(Point annotation records)
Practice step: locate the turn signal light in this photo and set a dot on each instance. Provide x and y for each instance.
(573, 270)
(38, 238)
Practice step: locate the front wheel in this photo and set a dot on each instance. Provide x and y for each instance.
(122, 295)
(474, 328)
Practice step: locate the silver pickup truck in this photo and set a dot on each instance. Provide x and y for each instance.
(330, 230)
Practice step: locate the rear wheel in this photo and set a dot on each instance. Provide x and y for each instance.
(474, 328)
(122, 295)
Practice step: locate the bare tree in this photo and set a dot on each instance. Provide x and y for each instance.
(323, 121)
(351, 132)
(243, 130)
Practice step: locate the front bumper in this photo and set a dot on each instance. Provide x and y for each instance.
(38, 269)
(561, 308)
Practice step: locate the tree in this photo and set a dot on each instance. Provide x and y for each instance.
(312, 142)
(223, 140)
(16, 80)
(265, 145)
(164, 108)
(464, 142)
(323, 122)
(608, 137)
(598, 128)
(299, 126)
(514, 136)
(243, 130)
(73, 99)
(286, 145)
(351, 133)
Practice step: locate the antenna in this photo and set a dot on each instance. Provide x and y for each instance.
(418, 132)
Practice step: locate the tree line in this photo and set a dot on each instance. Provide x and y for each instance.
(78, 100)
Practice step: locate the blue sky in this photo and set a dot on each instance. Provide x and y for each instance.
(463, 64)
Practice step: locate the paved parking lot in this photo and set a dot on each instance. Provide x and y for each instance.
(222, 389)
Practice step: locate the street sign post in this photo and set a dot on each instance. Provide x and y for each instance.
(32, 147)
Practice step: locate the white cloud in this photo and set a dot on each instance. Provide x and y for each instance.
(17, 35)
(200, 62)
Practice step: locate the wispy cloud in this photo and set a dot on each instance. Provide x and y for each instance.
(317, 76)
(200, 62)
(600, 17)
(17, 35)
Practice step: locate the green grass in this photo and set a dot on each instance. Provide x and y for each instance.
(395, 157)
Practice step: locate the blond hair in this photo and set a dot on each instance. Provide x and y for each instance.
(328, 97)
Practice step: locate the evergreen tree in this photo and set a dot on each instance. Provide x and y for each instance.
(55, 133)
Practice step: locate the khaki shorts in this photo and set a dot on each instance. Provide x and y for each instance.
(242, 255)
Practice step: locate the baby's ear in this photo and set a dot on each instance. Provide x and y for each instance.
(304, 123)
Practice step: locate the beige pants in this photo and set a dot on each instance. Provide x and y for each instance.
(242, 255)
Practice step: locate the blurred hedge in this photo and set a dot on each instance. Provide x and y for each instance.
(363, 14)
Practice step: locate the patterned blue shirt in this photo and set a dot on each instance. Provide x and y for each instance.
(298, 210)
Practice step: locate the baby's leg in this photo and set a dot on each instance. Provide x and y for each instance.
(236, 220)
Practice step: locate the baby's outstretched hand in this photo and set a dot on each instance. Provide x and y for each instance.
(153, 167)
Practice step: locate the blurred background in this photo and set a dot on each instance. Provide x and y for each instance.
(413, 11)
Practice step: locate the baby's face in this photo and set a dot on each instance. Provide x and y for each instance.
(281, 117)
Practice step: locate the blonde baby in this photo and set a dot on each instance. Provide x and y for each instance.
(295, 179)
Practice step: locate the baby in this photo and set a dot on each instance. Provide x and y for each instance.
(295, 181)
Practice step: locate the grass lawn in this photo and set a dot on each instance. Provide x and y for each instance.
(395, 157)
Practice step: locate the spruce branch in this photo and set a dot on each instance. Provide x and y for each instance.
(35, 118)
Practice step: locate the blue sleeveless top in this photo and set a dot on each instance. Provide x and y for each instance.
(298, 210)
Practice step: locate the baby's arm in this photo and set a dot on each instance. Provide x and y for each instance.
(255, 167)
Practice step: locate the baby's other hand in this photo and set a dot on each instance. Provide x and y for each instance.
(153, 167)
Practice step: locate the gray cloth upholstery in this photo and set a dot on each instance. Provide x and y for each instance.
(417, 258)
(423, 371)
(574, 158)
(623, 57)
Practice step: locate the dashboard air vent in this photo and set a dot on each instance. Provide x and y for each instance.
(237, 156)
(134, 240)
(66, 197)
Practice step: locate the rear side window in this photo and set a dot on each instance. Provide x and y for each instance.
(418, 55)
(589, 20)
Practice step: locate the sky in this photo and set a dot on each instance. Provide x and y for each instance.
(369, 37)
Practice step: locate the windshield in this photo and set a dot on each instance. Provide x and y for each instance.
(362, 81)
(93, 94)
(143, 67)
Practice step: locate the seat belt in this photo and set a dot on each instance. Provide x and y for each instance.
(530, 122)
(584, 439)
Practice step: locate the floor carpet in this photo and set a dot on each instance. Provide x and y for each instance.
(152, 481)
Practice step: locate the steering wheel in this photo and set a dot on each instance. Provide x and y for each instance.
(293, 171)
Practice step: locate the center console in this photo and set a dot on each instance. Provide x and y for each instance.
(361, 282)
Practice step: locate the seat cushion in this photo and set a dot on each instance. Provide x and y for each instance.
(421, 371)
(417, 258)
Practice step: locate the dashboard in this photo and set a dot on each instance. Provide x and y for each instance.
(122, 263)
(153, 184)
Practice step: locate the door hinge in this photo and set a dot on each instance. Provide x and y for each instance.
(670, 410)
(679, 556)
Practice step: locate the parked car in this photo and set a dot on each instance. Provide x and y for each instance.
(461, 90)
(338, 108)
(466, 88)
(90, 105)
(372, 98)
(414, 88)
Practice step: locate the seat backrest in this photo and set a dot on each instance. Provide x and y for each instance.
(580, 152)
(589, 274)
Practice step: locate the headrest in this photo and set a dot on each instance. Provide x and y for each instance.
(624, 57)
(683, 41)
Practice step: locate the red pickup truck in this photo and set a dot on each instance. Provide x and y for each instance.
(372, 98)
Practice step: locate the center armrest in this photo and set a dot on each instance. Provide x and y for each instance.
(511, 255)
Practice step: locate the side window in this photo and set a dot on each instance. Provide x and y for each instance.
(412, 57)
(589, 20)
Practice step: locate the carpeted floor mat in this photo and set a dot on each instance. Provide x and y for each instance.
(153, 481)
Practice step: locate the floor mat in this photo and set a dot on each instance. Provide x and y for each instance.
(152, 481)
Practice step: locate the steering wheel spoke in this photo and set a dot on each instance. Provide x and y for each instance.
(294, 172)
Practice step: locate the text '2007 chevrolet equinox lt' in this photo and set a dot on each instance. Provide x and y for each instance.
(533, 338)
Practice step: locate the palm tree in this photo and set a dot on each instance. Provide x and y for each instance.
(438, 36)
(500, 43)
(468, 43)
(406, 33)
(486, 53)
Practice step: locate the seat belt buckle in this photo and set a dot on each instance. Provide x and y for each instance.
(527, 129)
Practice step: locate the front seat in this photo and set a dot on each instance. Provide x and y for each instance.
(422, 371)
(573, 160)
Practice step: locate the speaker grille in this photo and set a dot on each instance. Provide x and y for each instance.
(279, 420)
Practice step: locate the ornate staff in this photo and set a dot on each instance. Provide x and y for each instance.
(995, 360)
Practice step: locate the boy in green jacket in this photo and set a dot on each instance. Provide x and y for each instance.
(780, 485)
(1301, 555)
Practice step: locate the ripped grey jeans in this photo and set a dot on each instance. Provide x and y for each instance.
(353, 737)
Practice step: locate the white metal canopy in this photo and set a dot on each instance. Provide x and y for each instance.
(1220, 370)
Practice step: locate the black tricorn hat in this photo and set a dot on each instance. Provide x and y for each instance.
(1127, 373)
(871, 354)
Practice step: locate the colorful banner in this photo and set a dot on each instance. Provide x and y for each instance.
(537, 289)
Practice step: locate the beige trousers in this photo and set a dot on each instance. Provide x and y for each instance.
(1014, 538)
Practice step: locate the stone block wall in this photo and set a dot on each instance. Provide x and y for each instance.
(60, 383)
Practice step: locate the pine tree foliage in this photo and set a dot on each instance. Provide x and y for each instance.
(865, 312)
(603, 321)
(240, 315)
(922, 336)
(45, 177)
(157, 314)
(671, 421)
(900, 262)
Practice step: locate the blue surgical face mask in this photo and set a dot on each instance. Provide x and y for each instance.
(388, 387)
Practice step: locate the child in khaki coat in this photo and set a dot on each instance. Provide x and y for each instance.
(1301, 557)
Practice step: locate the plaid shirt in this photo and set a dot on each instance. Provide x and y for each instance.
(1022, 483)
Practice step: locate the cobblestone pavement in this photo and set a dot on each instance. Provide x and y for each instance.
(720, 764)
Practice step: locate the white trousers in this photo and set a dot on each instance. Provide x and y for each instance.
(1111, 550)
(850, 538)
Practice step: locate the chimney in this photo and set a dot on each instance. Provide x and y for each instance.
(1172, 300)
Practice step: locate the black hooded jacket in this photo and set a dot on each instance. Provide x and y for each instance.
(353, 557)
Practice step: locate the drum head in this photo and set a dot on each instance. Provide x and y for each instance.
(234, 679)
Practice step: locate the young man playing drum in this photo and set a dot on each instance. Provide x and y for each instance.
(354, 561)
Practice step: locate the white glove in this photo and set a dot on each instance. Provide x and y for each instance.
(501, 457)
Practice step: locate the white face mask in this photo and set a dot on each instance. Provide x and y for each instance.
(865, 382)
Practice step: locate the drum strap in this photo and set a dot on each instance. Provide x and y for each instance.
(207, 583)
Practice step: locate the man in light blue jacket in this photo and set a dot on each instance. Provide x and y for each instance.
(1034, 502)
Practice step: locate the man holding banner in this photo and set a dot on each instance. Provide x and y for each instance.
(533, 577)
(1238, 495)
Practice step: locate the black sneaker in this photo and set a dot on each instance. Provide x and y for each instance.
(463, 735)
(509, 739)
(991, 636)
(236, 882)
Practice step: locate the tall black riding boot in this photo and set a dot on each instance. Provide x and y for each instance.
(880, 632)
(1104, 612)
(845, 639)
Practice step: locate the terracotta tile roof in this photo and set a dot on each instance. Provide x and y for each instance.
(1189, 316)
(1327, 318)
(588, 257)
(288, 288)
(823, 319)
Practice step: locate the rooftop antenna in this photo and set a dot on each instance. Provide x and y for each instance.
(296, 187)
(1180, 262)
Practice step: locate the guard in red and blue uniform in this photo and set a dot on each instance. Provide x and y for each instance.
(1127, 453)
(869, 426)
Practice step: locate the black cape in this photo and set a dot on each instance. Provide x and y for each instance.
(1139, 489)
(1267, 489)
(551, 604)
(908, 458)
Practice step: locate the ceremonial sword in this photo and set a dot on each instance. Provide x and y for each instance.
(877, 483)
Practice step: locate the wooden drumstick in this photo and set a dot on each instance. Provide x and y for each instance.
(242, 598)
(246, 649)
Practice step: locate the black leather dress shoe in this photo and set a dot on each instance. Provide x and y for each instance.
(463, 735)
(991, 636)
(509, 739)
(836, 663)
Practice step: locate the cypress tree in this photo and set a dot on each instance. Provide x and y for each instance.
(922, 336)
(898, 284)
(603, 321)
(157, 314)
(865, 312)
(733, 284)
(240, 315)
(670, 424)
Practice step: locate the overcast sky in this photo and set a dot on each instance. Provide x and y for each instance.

__Required work__
Starting at the line that contains "Practice step: locate the rooftop", copy each line exactly through the end of the listing above. Include that first line and the last one, and add nothing.

__Written response__
Practice step: locate the rooftop antenna in this photo and set a dot on each instance. Provide x and y for each instance.
(296, 187)
(1180, 262)
Practice step: locate the guard in red and blue uniform in this photo and set a dot on each instance. Provide x and y for each instance.
(1127, 453)
(869, 426)
Practice step: locate the black cape in this photo and set a dot on each instance. Provide x and y for each instance.
(1139, 489)
(1267, 489)
(551, 604)
(908, 458)
Practice step: locate the ceremonial sword in this photo and set a dot on each instance. Provide x and y for each instance.
(877, 483)
Practice step: locate the wooden drumstick in this photo and set a dot on each instance. Provide x and y for each instance.
(242, 598)
(246, 649)
Practice step: locate the black leather dress shoe in this photo and set a dot on each instance. Provide x and y for each instance.
(463, 735)
(991, 636)
(509, 739)
(836, 663)
Practice step: locate the cypress tree in this photo and set a dot on each instance. Provide x and y for each instance.
(922, 336)
(898, 284)
(603, 321)
(157, 314)
(865, 312)
(733, 284)
(240, 315)
(670, 424)
Practice step: locate the overcast sky in this photo and set a dot on each instance. Provide x and y for each instance.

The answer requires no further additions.